■ Task
Each entry needs to be reproduced exactly as it is.
──────── Information shown
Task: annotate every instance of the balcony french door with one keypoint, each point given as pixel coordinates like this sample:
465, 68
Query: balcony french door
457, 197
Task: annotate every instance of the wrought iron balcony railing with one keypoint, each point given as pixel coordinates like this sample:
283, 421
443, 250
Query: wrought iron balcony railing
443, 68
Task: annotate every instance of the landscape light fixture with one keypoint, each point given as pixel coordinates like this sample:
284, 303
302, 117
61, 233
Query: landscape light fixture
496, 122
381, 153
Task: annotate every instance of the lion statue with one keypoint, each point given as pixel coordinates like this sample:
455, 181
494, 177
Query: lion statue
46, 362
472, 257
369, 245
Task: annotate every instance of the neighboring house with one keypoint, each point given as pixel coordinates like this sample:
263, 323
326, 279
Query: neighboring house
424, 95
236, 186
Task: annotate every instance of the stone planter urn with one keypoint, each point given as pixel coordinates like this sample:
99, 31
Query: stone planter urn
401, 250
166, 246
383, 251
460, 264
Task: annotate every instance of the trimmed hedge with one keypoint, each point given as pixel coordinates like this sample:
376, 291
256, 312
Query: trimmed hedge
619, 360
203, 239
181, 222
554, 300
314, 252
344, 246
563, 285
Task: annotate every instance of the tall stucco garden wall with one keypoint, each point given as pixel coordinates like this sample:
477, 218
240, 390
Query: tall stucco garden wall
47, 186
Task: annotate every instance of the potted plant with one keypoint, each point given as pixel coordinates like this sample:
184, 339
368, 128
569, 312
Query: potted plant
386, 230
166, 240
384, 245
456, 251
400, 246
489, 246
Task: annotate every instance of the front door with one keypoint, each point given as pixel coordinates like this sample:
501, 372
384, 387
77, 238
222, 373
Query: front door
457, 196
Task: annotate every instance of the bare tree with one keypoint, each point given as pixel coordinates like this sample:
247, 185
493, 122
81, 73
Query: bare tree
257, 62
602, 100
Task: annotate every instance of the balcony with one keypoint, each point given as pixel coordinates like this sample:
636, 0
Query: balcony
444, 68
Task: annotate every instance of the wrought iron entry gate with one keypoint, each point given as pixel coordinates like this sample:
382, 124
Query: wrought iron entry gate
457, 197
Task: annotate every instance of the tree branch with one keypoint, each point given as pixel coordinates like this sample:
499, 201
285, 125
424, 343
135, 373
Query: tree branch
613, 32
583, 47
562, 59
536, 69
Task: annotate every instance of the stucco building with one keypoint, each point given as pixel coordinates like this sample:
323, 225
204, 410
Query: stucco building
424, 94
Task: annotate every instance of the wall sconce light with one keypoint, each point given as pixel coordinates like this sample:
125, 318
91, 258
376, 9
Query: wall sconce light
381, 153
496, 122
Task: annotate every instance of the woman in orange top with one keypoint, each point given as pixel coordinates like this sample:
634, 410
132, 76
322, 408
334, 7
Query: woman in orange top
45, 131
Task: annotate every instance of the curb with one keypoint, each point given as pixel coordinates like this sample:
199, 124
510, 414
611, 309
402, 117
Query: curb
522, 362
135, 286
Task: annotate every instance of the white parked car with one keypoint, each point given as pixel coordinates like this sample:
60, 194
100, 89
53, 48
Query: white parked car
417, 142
────────────────
■ Your solution
Task: annotate every instance of the balcony french door with one keypoint, each point given as pixel coordinates like this sample:
465, 68
Query: balcony french door
457, 197
Task: annotate every instance of the wrought iron balcony railing with one keypoint, each point given as pixel coordinates like this sample:
283, 421
443, 250
Query: wrought iron balcony railing
443, 68
Task: annotate every instance of the landscape light fixture with one keypoint, each point given as pixel coordinates like this sample:
284, 303
302, 117
61, 233
Query: landscape light fixture
496, 122
381, 153
Task: annotate every instance of the lion statue with one keypoint, each point given as pixel coordinates like this sample:
455, 181
494, 177
Query: lion statue
46, 362
472, 257
369, 245
Task: annotate every instance of the neighboring house with one keypoint, each point given as pixel coordinates like this sample:
263, 323
326, 279
Query: neighboring house
424, 95
236, 186
Task: annotate every instance of the stone planter urn with one keypoint, each point given as pixel coordinates like this sample:
99, 31
Query: stone planter urn
401, 250
166, 246
383, 251
460, 264
Task: annotate every instance of the trimmed hedge with one keypoint, each point given as pixel coordinates like this sample:
376, 291
256, 312
Query: trimmed hedge
619, 360
203, 239
181, 222
554, 300
314, 252
344, 246
563, 285
Task: annotate every instance of the tall stucco garden wall with one keypoint, each point given as pixel coordinates like this sample:
477, 218
240, 390
Query: tall stucco garden wall
47, 186
Task: annotate every instance of the potted plant with one keypoint, each point given as pixel coordinates like this sample:
184, 339
368, 128
569, 312
Query: potted plant
386, 230
166, 240
384, 245
456, 251
400, 246
489, 246
Task: annotate every instance of the front door with one keypoint, each point given as pixel coordinates like this sample:
501, 372
384, 387
77, 238
222, 373
Query: front door
457, 196
Task: annotate every instance of the bare tree with one keypoint, each point given as pixel coordinates like this sample:
247, 185
493, 122
81, 73
Query: bare tree
257, 62
602, 100
Task: annotate every instance of the balcony with one keypoint, each point given as pixel coordinates like this sample:
636, 0
Query: balcony
444, 68
Task: annotate every instance of the wrought iron entry gate with one keypoint, each point given as pixel coordinates like this sample:
382, 124
Query: wrought iron entry gate
457, 197
Task: annotate every instance of the tree branch with one keypoint, each point given as pixel coordinates like this sample:
499, 201
285, 125
424, 343
135, 373
Query: tree branch
613, 32
583, 47
562, 59
536, 69
Task: annotate every instance of the stucco building with one keypoint, each point given as pixel coordinates like this sample:
323, 225
204, 410
Query: stucco building
424, 94
Task: annotate every instance of the wall sconce light with one keypoint, each point given as pixel coordinates like this sample:
125, 318
91, 258
376, 9
Query: wall sconce light
381, 153
496, 122
Task: annotate every instance of the woman in orange top with one keypoint, each point given as pixel coordinates like this sample:
634, 410
132, 76
322, 408
334, 7
Query: woman in orange top
45, 131
Task: annotate every instance of the curb with one keypoint, each point given as pixel coordinates like this sample:
199, 124
510, 414
611, 309
402, 117
Query: curb
522, 362
135, 286
Task: annotate every instance of the white parked car with one keypoint, each point given as pixel coordinates like this sample:
60, 194
100, 89
53, 48
Query: white parked car
417, 142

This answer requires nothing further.